═══ Page

Reputation: 9904
I have a string of booleans and I want to create a binary file using these booleans as bits. This is what I am doing:
# first append the string with 0s to make its length a multiple of 8
while len(boolString) % 8 != 0:
boolString += '0'
# write the string to the file byte by byte
i = 0
while i < len(boolString) / 8:
byte = int(boolString[i*8 : (i+1)*8], 2)
outputFile.write('%c' % byte)
i += 1
But this generates the output 1 byte at a time and is slow. What would be a more efficient way to do it?
Upvotes: 2
Views: 2642
Reputation: 123473
Here's another answer, this time using an industrial-strength utility function from the PyCrypto - The Python Cryptography Toolkit where, in version 2.6 (the current latest stable release), it's defined inpycrypto-2.6/lib/Crypto/Util/number.py
.

══════

- Given instruction 1
Pull out every line of the records that contains the string "asked", treating uppercase and lowercase as different.

═══ Supplied data

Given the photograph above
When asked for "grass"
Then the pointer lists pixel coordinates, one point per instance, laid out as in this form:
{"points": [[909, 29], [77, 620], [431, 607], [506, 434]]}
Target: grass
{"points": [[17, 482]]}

══════
═══ Supplied data

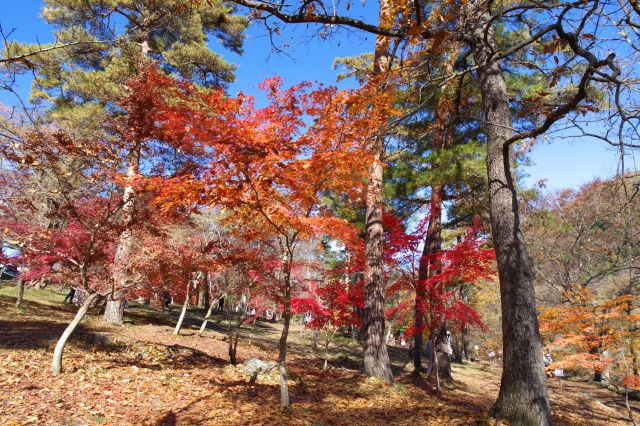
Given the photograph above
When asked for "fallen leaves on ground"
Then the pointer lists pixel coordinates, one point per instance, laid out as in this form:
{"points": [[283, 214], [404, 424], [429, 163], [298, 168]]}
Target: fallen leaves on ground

══════

- Given instruction 2
Name every variable that appears in the code posted in the thread.

- Solution 1
When asked for "grass"
When asked for "fallen leaves on ground"

- Solution 2
boolString, i, byte, outputFile